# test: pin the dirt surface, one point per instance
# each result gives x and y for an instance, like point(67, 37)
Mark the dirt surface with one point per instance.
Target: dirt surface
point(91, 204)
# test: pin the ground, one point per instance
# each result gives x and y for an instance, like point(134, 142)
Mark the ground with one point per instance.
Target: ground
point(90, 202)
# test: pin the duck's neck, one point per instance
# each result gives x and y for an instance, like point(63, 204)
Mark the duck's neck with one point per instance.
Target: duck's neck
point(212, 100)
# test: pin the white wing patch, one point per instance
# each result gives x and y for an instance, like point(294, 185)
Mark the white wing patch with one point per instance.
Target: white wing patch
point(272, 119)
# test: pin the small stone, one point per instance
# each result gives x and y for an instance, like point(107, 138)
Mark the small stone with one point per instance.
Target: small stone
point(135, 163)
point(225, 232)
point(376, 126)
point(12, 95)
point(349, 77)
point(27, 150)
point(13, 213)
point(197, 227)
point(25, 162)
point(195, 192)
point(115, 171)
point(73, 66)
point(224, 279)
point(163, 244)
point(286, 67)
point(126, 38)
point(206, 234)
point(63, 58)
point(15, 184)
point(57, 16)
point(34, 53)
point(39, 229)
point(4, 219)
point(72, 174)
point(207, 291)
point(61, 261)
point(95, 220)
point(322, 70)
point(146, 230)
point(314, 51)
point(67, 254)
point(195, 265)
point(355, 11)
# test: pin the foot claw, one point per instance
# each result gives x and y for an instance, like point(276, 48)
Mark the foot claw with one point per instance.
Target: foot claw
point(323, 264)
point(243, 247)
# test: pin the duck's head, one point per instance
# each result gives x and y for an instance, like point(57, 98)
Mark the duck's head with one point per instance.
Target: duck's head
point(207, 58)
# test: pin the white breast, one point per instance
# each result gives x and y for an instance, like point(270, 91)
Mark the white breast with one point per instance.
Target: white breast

######

If a line above holds the word "gives", copy it.

# each result gives x and y for an instance, like point(67, 37)
# each result gives x and y for an instance, like point(134, 142)
# each result gives x and y for an instance, like point(63, 204)
# each result gives x and y for an instance, like point(294, 185)
# each result gives x and y for an instance, like point(107, 138)
# each result gives x and y for an instance, like point(276, 48)
# each result gives x and y for an instance, like point(57, 98)
# each result gives x and y for an instance, like point(270, 91)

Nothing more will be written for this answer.